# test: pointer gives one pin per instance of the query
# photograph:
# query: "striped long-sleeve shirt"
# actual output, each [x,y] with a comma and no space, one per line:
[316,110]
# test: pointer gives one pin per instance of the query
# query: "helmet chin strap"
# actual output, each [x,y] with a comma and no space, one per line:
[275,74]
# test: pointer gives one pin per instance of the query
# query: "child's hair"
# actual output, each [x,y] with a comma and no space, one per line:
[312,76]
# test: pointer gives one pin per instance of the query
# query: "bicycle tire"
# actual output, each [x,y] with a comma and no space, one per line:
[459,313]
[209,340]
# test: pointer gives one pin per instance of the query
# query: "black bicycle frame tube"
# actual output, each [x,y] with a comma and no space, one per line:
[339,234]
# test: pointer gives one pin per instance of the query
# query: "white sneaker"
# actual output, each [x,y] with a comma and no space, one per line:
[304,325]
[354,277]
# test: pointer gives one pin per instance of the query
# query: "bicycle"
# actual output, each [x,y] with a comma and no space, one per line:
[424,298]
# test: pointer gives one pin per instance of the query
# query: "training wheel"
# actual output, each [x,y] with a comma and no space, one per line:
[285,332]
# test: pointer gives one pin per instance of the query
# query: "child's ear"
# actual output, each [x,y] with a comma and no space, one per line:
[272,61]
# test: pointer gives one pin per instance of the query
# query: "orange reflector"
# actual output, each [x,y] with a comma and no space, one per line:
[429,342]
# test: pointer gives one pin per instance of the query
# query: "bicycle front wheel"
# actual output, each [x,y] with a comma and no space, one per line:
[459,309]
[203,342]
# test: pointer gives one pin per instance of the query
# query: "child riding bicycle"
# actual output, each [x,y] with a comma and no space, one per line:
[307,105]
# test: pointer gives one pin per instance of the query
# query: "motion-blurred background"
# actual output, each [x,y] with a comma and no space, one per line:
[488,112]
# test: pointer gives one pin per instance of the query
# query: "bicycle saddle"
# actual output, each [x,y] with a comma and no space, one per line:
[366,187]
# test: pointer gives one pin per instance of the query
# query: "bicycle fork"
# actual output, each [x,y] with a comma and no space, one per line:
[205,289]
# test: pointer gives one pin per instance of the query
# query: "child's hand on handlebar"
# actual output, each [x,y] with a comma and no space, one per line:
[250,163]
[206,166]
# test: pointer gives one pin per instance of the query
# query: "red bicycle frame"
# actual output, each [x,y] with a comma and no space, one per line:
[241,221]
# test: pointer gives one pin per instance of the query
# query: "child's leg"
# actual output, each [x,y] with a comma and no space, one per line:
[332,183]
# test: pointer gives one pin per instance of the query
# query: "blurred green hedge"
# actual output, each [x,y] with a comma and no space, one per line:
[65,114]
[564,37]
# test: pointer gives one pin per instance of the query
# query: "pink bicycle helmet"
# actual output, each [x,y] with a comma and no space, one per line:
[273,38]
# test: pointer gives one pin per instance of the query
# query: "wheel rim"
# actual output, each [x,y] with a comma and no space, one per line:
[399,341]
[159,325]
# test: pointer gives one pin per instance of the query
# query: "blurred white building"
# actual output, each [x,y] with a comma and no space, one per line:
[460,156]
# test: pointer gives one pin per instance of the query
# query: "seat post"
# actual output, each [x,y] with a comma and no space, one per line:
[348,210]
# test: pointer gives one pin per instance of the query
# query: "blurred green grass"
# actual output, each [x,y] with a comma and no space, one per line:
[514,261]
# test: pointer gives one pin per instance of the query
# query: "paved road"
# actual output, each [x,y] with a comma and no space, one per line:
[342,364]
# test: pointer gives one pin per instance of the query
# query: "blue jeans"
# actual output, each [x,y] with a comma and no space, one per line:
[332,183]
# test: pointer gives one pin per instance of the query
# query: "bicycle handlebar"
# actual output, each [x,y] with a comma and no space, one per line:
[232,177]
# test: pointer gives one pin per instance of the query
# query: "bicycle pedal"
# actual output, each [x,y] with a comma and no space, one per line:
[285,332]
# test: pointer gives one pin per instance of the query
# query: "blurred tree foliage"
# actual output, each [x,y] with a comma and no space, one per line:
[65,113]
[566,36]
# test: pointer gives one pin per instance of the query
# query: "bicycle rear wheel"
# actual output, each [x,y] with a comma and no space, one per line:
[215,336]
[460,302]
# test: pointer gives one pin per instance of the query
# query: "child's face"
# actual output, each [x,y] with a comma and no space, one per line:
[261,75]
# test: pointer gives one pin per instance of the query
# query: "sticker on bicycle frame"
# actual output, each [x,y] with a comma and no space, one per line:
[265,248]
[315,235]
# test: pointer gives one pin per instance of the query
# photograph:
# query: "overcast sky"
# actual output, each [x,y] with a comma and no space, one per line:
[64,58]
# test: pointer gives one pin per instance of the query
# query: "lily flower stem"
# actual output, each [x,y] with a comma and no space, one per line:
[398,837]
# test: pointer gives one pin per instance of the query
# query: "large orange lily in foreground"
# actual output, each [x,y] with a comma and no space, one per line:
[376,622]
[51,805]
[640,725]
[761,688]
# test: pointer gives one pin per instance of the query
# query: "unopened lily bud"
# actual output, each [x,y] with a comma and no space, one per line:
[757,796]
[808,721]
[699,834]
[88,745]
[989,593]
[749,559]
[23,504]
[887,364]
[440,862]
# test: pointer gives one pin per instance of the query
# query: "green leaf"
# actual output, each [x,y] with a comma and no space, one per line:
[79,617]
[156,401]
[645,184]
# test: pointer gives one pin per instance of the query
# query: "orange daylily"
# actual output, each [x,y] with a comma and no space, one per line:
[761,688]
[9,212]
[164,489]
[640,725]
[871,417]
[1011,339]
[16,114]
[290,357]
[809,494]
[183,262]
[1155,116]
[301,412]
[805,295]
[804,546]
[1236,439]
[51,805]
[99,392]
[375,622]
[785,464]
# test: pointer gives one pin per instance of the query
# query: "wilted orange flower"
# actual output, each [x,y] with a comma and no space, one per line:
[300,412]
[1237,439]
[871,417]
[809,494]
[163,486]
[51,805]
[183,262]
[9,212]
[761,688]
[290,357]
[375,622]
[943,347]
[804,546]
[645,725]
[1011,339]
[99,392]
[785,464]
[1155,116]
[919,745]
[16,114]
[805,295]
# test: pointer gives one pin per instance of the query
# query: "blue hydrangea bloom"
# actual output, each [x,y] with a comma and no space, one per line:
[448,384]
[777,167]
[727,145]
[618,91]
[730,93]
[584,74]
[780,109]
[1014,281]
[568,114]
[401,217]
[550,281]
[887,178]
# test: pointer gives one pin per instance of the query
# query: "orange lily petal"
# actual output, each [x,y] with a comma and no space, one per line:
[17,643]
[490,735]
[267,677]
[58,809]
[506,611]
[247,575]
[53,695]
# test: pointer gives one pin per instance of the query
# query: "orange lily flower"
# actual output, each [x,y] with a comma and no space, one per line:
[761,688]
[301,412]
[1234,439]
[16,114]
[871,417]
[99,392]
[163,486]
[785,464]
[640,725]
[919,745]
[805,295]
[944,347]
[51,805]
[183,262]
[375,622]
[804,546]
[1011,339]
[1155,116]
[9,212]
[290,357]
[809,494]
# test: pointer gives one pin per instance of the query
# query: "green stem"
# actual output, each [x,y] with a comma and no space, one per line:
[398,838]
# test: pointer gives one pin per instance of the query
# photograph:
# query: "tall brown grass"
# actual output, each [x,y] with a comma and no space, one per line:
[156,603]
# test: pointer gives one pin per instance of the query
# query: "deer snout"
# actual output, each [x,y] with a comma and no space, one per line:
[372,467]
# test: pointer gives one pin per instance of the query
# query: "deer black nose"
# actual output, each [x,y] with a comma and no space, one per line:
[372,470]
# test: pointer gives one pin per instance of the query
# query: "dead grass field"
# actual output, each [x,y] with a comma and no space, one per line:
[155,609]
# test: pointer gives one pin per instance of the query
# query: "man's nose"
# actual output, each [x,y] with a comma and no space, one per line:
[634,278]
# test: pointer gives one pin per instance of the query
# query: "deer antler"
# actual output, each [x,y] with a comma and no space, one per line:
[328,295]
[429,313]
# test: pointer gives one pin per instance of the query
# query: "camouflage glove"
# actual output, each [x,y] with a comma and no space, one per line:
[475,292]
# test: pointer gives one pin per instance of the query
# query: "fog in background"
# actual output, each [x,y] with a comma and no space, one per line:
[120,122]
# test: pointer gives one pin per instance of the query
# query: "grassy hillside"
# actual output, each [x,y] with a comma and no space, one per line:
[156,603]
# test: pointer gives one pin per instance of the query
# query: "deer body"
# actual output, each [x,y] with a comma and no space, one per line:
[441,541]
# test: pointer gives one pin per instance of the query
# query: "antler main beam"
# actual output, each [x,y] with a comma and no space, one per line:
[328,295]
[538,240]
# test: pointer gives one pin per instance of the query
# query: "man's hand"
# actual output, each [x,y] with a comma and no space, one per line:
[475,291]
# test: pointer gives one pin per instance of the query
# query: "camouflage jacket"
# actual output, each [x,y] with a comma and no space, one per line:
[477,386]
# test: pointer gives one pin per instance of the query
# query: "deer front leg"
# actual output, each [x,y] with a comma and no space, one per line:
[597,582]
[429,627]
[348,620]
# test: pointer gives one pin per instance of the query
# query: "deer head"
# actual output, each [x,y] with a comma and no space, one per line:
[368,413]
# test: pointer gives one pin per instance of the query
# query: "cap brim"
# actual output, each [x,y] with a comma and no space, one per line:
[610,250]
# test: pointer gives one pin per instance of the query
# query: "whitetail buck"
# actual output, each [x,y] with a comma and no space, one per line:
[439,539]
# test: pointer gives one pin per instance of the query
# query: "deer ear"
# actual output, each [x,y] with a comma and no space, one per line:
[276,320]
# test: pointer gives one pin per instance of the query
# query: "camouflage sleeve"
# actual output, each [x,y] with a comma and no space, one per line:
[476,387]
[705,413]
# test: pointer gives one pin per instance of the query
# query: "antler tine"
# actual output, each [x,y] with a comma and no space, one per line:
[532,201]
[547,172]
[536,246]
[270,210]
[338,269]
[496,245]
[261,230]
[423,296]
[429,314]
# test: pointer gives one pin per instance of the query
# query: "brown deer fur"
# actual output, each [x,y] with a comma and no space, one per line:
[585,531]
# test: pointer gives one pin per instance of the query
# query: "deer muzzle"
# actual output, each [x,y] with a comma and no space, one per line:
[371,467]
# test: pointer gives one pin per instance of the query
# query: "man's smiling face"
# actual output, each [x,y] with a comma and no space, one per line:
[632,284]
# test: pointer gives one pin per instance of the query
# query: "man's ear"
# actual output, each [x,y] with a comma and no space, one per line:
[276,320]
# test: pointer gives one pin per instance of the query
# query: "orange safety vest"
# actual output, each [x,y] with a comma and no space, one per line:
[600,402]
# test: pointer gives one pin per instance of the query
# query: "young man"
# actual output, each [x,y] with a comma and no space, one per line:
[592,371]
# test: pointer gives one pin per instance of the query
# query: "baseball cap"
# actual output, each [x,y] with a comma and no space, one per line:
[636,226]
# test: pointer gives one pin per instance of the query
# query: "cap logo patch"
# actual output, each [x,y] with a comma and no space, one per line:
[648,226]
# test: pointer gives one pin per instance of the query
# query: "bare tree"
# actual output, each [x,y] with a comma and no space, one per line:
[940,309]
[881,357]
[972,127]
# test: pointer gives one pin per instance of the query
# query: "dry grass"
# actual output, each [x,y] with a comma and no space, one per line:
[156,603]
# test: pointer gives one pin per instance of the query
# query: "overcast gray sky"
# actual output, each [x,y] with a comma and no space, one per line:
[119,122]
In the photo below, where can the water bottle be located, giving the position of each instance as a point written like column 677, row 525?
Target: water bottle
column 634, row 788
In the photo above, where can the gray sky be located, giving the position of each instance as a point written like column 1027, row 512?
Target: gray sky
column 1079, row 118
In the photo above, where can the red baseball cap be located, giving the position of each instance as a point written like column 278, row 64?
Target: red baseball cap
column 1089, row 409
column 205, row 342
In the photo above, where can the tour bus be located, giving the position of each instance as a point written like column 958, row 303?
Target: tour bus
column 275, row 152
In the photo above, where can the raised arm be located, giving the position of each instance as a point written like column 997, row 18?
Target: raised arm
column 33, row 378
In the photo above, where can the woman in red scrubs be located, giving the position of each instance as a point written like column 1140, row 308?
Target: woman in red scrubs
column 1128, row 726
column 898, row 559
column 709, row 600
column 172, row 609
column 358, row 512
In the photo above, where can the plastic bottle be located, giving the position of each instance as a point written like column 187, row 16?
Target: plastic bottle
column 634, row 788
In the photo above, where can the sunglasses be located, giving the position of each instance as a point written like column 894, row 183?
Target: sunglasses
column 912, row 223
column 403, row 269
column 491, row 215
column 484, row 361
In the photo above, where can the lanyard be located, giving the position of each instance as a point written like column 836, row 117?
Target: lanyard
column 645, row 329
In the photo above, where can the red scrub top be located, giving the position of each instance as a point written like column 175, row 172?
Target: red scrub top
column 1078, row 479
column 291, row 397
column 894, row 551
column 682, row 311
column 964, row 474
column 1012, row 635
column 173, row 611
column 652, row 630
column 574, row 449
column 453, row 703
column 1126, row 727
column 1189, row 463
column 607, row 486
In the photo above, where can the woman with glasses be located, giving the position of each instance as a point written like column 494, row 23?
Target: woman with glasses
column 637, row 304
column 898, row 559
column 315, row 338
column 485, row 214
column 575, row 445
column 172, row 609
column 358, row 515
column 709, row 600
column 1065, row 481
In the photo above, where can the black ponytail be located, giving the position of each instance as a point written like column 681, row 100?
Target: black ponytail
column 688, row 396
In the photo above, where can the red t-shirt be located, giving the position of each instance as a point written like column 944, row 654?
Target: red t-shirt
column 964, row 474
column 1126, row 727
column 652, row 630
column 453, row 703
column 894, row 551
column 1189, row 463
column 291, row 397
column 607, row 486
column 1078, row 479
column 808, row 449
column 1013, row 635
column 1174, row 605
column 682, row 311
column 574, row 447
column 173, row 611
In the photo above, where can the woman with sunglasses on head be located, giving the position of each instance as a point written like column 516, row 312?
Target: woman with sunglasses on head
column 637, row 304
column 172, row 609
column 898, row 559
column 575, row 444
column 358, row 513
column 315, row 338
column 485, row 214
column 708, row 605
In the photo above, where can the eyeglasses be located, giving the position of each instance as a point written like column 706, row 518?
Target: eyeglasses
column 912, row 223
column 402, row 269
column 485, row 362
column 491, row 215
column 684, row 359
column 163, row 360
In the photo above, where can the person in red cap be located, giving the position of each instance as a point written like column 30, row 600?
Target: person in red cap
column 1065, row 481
#####
What you have to do>
Can you return, unchanged, the lines from the one with "In the photo above, where can the raised" to the one with "column 484, row 361", including both of those?

Finished task>
In the photo above, where can the raised arm be located, giving the position of each instance as a point written like column 997, row 18?
Target: raised arm
column 33, row 378
In the photo above, where can the woman in red scrubs be located, giving the position of each instance as a point written like column 1140, row 308?
Target: woman in red scrubs
column 1128, row 726
column 898, row 559
column 709, row 600
column 172, row 609
column 358, row 512
In the photo above, where can the plastic bottle be located, giving the position of each instance as a point written like column 187, row 16?
Target: plastic bottle
column 634, row 788
In the photo above, where can the sunglasses be located, giving the position of each instance as a point written like column 894, row 183?
Target: sunglasses
column 912, row 223
column 403, row 269
column 491, row 215
column 484, row 361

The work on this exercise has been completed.